▶ _Exercise objective_
Nothing but the pictures should be dropped when the records are transcribed word for word.

▶ _Records supplied_
• • • •

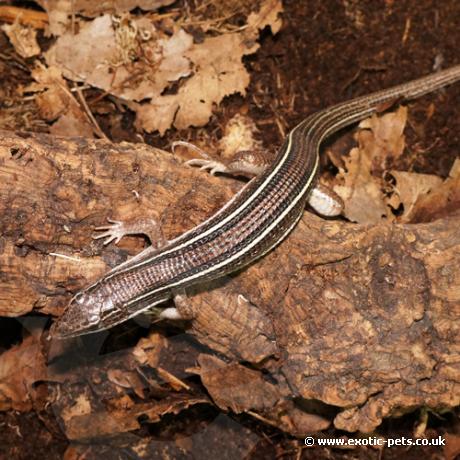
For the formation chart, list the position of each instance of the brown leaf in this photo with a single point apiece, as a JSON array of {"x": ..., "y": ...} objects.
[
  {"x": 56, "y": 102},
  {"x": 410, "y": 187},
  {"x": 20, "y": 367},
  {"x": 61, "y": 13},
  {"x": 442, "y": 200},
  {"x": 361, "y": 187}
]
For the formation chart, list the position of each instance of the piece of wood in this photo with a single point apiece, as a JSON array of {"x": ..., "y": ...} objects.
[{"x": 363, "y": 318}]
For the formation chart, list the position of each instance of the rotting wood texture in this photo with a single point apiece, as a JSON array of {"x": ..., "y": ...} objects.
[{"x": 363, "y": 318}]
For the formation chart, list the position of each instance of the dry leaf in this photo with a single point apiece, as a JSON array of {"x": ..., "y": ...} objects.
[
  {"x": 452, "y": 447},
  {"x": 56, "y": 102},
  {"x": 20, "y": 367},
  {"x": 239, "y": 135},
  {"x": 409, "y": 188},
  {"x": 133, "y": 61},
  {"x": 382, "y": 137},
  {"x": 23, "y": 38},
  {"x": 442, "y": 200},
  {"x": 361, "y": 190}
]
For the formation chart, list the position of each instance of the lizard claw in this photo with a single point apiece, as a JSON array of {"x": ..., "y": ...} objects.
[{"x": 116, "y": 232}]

• • • •

▶ _Answer section_
For the formation chart, list the position of each instance of the brown leaf in this photo with a single point apiece, as a JSON array of {"x": ..., "y": ...} objects.
[
  {"x": 56, "y": 102},
  {"x": 410, "y": 187},
  {"x": 20, "y": 367},
  {"x": 61, "y": 13},
  {"x": 442, "y": 200},
  {"x": 361, "y": 187}
]
For the formation chart, list the position of each instance of the piece of wood in this photo with a single point apiece, as a JSON array of {"x": ..., "y": ...} objects.
[{"x": 363, "y": 318}]
For the formation chart, list the position of each instance of the rotting wood texture in this photo with a single point apiece, as a JSON array of {"x": ..., "y": ...} objects.
[{"x": 363, "y": 318}]
For the formation chart, list the position of each instance of the dry leaf in this photo with a single point apiece, as a JSON array of {"x": ..., "y": ...} objects.
[
  {"x": 452, "y": 447},
  {"x": 56, "y": 102},
  {"x": 20, "y": 367},
  {"x": 239, "y": 135},
  {"x": 409, "y": 188},
  {"x": 133, "y": 61},
  {"x": 382, "y": 137},
  {"x": 23, "y": 38},
  {"x": 442, "y": 200},
  {"x": 361, "y": 190}
]
For the formation chart, list the position of each instance of the lizard claw in this photo with a single point apiece, as a JSON array of {"x": ..., "y": ...} objects.
[{"x": 116, "y": 232}]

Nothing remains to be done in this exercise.